◆ **PROVIDED INFORMATION**:
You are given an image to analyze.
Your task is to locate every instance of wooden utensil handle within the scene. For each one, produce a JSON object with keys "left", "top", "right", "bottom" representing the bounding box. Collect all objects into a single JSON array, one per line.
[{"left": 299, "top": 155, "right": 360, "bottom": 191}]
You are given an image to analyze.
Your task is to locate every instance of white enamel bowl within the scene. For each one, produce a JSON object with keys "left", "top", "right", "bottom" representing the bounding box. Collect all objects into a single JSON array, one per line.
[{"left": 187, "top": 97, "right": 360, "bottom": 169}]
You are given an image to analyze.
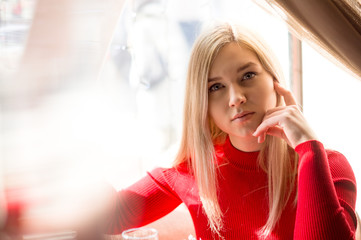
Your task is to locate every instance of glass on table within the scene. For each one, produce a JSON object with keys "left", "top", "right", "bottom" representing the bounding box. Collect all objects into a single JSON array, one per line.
[{"left": 122, "top": 227, "right": 158, "bottom": 240}]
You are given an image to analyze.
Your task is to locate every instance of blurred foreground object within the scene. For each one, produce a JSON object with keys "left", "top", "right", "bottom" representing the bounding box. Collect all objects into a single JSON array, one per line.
[
  {"left": 254, "top": 0, "right": 361, "bottom": 80},
  {"left": 0, "top": 0, "right": 125, "bottom": 237}
]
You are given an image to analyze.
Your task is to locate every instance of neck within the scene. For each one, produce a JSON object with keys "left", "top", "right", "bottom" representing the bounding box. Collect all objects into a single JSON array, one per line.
[{"left": 229, "top": 136, "right": 262, "bottom": 152}]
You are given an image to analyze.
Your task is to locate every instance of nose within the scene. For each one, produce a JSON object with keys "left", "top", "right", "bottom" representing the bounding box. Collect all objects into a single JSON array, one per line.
[{"left": 229, "top": 86, "right": 247, "bottom": 107}]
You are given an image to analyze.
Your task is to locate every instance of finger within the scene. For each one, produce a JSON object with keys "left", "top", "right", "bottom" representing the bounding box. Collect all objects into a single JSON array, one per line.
[
  {"left": 253, "top": 113, "right": 284, "bottom": 137},
  {"left": 263, "top": 106, "right": 287, "bottom": 119},
  {"left": 274, "top": 82, "right": 297, "bottom": 106}
]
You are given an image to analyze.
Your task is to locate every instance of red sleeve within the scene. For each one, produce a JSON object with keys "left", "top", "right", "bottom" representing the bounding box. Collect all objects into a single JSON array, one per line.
[
  {"left": 106, "top": 168, "right": 182, "bottom": 234},
  {"left": 294, "top": 141, "right": 356, "bottom": 240}
]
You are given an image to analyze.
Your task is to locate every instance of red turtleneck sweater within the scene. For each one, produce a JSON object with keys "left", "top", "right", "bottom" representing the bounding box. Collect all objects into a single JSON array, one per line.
[{"left": 108, "top": 139, "right": 356, "bottom": 240}]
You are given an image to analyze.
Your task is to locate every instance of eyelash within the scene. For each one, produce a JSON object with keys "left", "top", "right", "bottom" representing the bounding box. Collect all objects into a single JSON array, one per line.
[
  {"left": 242, "top": 72, "right": 256, "bottom": 80},
  {"left": 208, "top": 83, "right": 224, "bottom": 92},
  {"left": 208, "top": 72, "right": 256, "bottom": 92}
]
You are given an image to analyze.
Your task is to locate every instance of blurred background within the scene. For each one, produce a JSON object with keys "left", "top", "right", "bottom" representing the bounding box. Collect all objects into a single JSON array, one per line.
[{"left": 0, "top": 0, "right": 361, "bottom": 239}]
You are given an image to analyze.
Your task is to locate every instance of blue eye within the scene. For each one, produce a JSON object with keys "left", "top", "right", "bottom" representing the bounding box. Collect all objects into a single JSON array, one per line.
[
  {"left": 242, "top": 72, "right": 256, "bottom": 80},
  {"left": 208, "top": 83, "right": 223, "bottom": 92}
]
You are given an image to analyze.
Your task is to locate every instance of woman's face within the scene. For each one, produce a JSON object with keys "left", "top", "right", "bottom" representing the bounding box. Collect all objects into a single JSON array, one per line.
[{"left": 208, "top": 42, "right": 277, "bottom": 148}]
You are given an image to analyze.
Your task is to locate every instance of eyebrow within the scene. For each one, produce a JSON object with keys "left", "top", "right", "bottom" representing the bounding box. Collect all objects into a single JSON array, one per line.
[{"left": 208, "top": 62, "right": 257, "bottom": 82}]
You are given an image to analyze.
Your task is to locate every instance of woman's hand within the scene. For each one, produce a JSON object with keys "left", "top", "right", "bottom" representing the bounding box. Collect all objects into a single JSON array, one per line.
[{"left": 253, "top": 83, "right": 317, "bottom": 148}]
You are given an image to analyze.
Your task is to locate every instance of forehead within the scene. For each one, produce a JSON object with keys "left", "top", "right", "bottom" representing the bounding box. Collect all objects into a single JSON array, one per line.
[{"left": 209, "top": 42, "right": 261, "bottom": 77}]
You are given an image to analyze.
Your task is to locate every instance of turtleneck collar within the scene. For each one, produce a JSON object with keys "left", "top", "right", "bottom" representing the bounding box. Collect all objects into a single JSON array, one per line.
[{"left": 223, "top": 137, "right": 259, "bottom": 170}]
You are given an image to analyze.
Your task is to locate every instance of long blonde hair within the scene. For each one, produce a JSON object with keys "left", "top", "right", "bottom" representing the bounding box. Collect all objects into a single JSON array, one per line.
[{"left": 174, "top": 23, "right": 298, "bottom": 236}]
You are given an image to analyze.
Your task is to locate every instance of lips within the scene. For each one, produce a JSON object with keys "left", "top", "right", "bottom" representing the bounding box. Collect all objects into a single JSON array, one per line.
[{"left": 231, "top": 111, "right": 254, "bottom": 121}]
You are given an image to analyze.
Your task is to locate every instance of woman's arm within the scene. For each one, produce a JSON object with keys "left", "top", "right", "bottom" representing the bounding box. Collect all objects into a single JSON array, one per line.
[
  {"left": 294, "top": 141, "right": 356, "bottom": 240},
  {"left": 106, "top": 168, "right": 182, "bottom": 234}
]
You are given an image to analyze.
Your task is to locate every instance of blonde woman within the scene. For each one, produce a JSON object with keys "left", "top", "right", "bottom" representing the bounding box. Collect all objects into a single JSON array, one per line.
[{"left": 108, "top": 23, "right": 356, "bottom": 240}]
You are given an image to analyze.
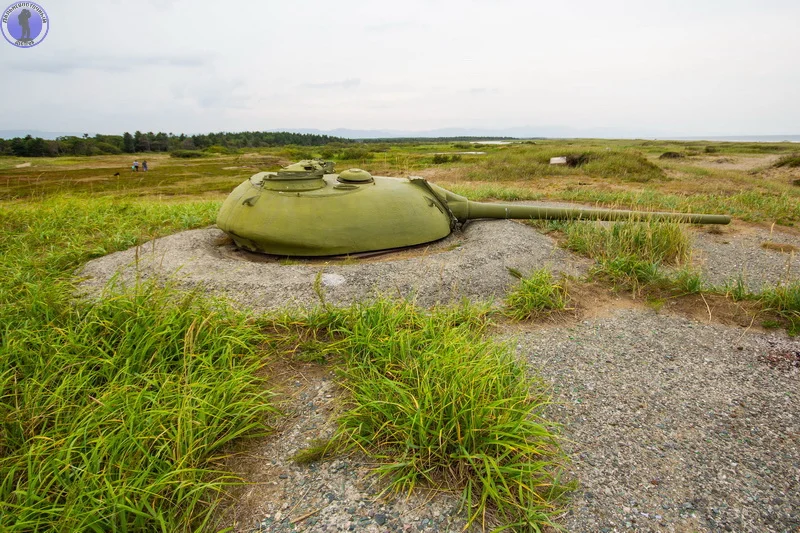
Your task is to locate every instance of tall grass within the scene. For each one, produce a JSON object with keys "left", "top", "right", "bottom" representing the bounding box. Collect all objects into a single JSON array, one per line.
[
  {"left": 288, "top": 300, "right": 569, "bottom": 531},
  {"left": 564, "top": 216, "right": 691, "bottom": 292},
  {"left": 0, "top": 195, "right": 272, "bottom": 532},
  {"left": 505, "top": 268, "right": 569, "bottom": 320}
]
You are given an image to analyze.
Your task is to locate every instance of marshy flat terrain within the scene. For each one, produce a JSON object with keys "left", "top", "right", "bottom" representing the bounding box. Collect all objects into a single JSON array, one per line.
[{"left": 0, "top": 140, "right": 800, "bottom": 531}]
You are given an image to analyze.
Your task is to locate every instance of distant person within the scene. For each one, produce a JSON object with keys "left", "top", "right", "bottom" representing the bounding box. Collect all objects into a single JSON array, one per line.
[{"left": 17, "top": 9, "right": 31, "bottom": 41}]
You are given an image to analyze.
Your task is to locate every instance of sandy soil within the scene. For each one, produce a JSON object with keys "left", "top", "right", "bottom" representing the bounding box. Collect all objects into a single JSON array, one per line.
[{"left": 81, "top": 210, "right": 800, "bottom": 532}]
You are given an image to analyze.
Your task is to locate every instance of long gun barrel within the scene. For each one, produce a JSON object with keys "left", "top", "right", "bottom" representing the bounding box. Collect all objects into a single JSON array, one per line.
[{"left": 428, "top": 183, "right": 731, "bottom": 224}]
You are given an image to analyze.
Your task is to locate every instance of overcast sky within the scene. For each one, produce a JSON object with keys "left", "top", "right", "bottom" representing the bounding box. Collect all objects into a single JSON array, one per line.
[{"left": 0, "top": 0, "right": 800, "bottom": 136}]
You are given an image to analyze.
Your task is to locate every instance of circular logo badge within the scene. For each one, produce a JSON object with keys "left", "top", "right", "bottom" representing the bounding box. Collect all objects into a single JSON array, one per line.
[{"left": 0, "top": 2, "right": 50, "bottom": 48}]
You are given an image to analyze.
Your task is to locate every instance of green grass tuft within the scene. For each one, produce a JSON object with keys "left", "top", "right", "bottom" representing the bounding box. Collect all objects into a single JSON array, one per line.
[
  {"left": 564, "top": 216, "right": 694, "bottom": 292},
  {"left": 304, "top": 300, "right": 570, "bottom": 531},
  {"left": 505, "top": 268, "right": 569, "bottom": 320},
  {"left": 774, "top": 154, "right": 800, "bottom": 168}
]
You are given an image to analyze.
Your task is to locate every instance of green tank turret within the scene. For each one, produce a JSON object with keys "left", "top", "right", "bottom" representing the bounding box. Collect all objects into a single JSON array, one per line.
[{"left": 217, "top": 160, "right": 731, "bottom": 256}]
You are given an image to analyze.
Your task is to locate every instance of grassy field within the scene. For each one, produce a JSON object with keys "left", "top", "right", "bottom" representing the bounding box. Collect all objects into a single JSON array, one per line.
[{"left": 0, "top": 140, "right": 800, "bottom": 532}]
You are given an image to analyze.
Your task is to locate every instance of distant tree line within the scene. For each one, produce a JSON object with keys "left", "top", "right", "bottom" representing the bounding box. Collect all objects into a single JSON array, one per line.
[
  {"left": 0, "top": 131, "right": 355, "bottom": 157},
  {"left": 363, "top": 136, "right": 520, "bottom": 144}
]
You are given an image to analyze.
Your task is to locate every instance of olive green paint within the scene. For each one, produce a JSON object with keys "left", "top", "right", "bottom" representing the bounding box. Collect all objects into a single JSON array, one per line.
[{"left": 217, "top": 161, "right": 730, "bottom": 256}]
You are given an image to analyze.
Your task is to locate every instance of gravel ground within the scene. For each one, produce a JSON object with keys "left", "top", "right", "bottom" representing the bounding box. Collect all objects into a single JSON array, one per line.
[
  {"left": 516, "top": 309, "right": 800, "bottom": 532},
  {"left": 76, "top": 210, "right": 800, "bottom": 533}
]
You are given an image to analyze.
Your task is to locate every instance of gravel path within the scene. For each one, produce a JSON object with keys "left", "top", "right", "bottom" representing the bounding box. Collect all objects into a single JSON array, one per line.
[
  {"left": 517, "top": 309, "right": 800, "bottom": 532},
  {"left": 81, "top": 210, "right": 800, "bottom": 533}
]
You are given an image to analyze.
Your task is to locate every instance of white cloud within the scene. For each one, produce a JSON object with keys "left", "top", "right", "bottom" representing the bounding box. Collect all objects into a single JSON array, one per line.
[{"left": 0, "top": 0, "right": 800, "bottom": 135}]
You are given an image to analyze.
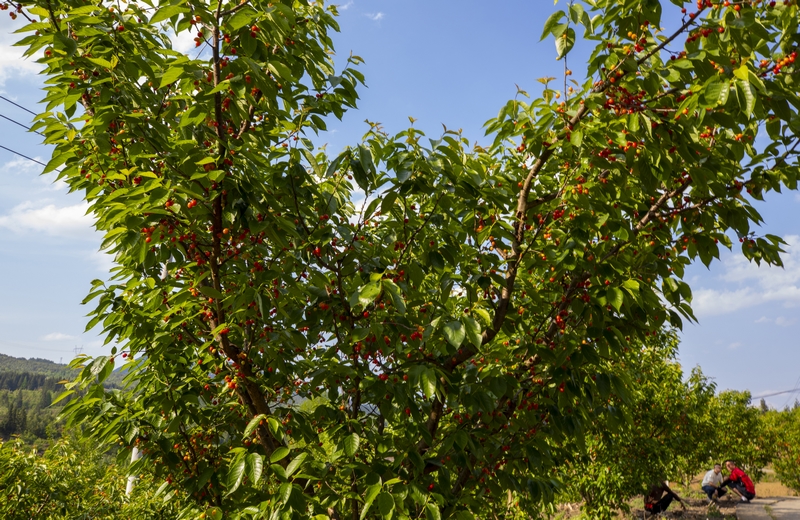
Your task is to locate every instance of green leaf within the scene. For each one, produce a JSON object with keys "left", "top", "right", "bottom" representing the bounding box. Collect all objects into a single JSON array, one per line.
[
  {"left": 344, "top": 433, "right": 361, "bottom": 457},
  {"left": 556, "top": 27, "right": 575, "bottom": 60},
  {"left": 361, "top": 484, "right": 381, "bottom": 519},
  {"left": 158, "top": 65, "right": 183, "bottom": 88},
  {"left": 267, "top": 61, "right": 294, "bottom": 81},
  {"left": 378, "top": 491, "right": 394, "bottom": 518},
  {"left": 227, "top": 6, "right": 258, "bottom": 31},
  {"left": 269, "top": 446, "right": 289, "bottom": 462},
  {"left": 383, "top": 279, "right": 406, "bottom": 314},
  {"left": 150, "top": 4, "right": 189, "bottom": 24},
  {"left": 733, "top": 61, "right": 749, "bottom": 81},
  {"left": 419, "top": 367, "right": 436, "bottom": 399},
  {"left": 425, "top": 503, "right": 442, "bottom": 520},
  {"left": 569, "top": 128, "right": 580, "bottom": 148},
  {"left": 242, "top": 413, "right": 266, "bottom": 439},
  {"left": 278, "top": 482, "right": 292, "bottom": 505},
  {"left": 606, "top": 287, "right": 625, "bottom": 311},
  {"left": 539, "top": 11, "right": 566, "bottom": 41},
  {"left": 736, "top": 80, "right": 756, "bottom": 117},
  {"left": 462, "top": 316, "right": 483, "bottom": 347},
  {"left": 444, "top": 321, "right": 466, "bottom": 348},
  {"left": 703, "top": 78, "right": 728, "bottom": 107},
  {"left": 358, "top": 282, "right": 381, "bottom": 309},
  {"left": 246, "top": 453, "right": 264, "bottom": 486},
  {"left": 286, "top": 453, "right": 308, "bottom": 477},
  {"left": 225, "top": 453, "right": 247, "bottom": 494}
]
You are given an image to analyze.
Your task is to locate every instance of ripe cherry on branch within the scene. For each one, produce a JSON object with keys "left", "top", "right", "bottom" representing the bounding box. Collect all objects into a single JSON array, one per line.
[{"left": 17, "top": 0, "right": 800, "bottom": 518}]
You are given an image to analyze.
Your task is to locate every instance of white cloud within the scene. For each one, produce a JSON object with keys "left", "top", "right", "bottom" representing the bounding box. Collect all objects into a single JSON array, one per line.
[
  {"left": 692, "top": 235, "right": 800, "bottom": 316},
  {"left": 0, "top": 155, "right": 41, "bottom": 175},
  {"left": 0, "top": 200, "right": 94, "bottom": 239},
  {"left": 86, "top": 250, "right": 115, "bottom": 273},
  {"left": 0, "top": 12, "right": 42, "bottom": 87},
  {"left": 41, "top": 332, "right": 78, "bottom": 341},
  {"left": 170, "top": 31, "right": 197, "bottom": 54},
  {"left": 755, "top": 316, "right": 797, "bottom": 327}
]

◆ **TASK STATEMENT**:
Pull out every line of the records above that contains the word "long" and copy each one in full.

◆ **WRITTEN ANSWER**:
Your task is to locate every instance of long blonde hair within the scene. For each one, produce a JSON object with keys "left", "top", "right", "bottom" representing the bounding box. Collect all objects into a single JSON array, one per line.
Your task is to locate every instance of long gun barrel within the scene. For each one, produce a JSON object with keys "left", "top", "right", "bottom" representing the bounding box. Collect all objects into a single JSON array, one per line.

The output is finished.